* _Problem to solve_: Repeat each record below exactly as it is written.
──────── Data for analysis ────────
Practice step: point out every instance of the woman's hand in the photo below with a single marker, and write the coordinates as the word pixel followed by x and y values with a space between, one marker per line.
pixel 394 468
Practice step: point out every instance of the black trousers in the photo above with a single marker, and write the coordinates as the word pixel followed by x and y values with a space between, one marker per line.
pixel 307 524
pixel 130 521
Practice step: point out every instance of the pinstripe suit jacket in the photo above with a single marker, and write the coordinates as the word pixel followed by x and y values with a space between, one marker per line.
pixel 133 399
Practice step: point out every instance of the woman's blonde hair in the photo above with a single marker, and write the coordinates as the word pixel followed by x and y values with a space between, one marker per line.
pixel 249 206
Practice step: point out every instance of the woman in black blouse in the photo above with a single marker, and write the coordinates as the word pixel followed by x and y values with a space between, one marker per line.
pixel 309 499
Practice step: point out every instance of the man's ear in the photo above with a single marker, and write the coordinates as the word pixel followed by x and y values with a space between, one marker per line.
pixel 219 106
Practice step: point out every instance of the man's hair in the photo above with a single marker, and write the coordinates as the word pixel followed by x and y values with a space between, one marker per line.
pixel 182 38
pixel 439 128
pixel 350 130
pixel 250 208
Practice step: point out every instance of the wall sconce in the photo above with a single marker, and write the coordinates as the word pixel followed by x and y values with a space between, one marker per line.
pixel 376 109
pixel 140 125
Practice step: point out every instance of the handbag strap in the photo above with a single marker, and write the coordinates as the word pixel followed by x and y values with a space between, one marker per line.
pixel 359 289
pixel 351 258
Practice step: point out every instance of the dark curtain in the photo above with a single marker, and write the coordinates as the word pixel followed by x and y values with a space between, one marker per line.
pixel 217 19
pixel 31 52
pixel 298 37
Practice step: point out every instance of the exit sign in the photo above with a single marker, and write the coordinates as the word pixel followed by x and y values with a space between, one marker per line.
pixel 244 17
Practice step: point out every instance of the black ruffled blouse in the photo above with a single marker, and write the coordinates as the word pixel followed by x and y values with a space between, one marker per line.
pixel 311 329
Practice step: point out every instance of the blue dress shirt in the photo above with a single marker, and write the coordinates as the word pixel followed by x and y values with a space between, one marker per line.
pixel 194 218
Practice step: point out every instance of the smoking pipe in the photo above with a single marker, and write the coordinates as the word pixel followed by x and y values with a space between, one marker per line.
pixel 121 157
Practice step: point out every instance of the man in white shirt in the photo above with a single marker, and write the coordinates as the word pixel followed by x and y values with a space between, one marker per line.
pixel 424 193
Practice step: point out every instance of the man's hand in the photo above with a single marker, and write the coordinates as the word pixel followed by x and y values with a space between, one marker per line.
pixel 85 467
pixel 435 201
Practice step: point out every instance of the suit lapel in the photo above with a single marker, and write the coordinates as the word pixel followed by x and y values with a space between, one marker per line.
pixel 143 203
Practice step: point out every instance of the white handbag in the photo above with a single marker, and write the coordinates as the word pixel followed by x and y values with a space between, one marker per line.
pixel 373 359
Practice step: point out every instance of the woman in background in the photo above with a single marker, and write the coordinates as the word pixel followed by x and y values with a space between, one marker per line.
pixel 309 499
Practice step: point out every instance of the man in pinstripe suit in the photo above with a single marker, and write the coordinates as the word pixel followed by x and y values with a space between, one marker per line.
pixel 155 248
────────
* _Answer space_:
Practice step: point out every instance of the woman's hand in the photo below with a single marker, and write the coordinates as the word pixel followed by x and y values with a space between, one marker per line.
pixel 394 468
Practice step: point out every instance of the black trousers in the photo above with a single marker, and write the coordinates as the word pixel followed by x and y values with a space between, one marker per line.
pixel 307 524
pixel 130 521
Practice step: point out every instance of the pinstripe suit jacket in the photo above with a single marker, and write the coordinates as the word pixel followed by x and y values with a space between, one marker per line.
pixel 133 399
Practice step: point out every instance of the woman's blonde hair in the photo above with a single marker, and write the coordinates as the word pixel followed by x and y values with a space between, one marker per line.
pixel 249 206
Practice step: point out every instance of the woman in black blouse in the photo above with a single marker, and write the coordinates as the word pixel followed by x and y values with a space between, one marker per line.
pixel 309 499
Practice step: point out every instance of the man's ear in the photo above with a single marker, and write the coordinates as the word pixel followed by x and y values with a space between, one marker per line.
pixel 219 106
Practice step: point out every instance of the man's hair in the photo above with a single marker, and write the coordinates as the word pixel followed by x and y values with a space between, one marker per line.
pixel 182 38
pixel 439 128
pixel 350 130
pixel 250 208
Practice step: point out every instance of the wall sconce in the photo above with a single marker, and write the coordinates as the word pixel followed by x and y values with a space between, one marker per line.
pixel 376 109
pixel 140 125
Practice step: point out every instance of the handbag strap in the photo above with a single marker, and write the coordinates as the word pixel followed by x and y values with a space between, one marker per line.
pixel 359 289
pixel 351 258
Practice step: point out every instance of the dark curtain in the photo above with a single marker, and write the coordinates as the word pixel followed by x and y values with a space between, one marker per line.
pixel 217 19
pixel 31 52
pixel 298 37
Practice step: point out every instance of the exit sign in the photo above with a single marker, and write the coordinates as the word pixel followed by x and y values with a space between, one marker per line.
pixel 244 17
Practice step: point out every instance of the black ruffled blouse in the photo above with a single marker, and write the coordinates as the word pixel followed by x and y values with a space between, one marker per line.
pixel 311 329
Practice step: point out every instance of the blue dress shirt in the photo above with a single marker, and write the coordinates as the word pixel followed by x and y values with a space between, one marker per line.
pixel 194 218
Practice step: point out every instance of the smoking pipe in the photo above with a single marker, and write the coordinates as the word pixel followed by x and y values with a space between, one marker per line.
pixel 121 157
Practice step: point out every instance of the man in white shirt in the photo above with a single marker, and write the coordinates as the word pixel followed by x and y values with a space between, one marker per line.
pixel 424 193
Practice step: point out every instance of the man's hand in the photo above with a single marker, and write the coordinates as the word pixel followed by x and y values with a space between, one marker per line.
pixel 85 467
pixel 435 201
Practice step: point out every instance of the suit lapel in the photo above with a single marker, and write the coordinates as the word pixel followed by x and y values with a space between, one marker per line.
pixel 143 203
Practice step: point out every instance of the white handbag in the photo above with a single marker, and write the coordinates as the word pixel followed by x and y values with a space between, one marker per line.
pixel 373 359
Practice step: point out every instance of the woman in background in the photo above with a single marker, and write the coordinates as the word pixel followed by x and y values with a space between, one marker per line.
pixel 309 499
Practice step: point out every instance of the man in pinstripe suit in the photo above with a single marker, and write the coordinates as the word pixel followed by x and y values with a space between, one marker per line.
pixel 155 248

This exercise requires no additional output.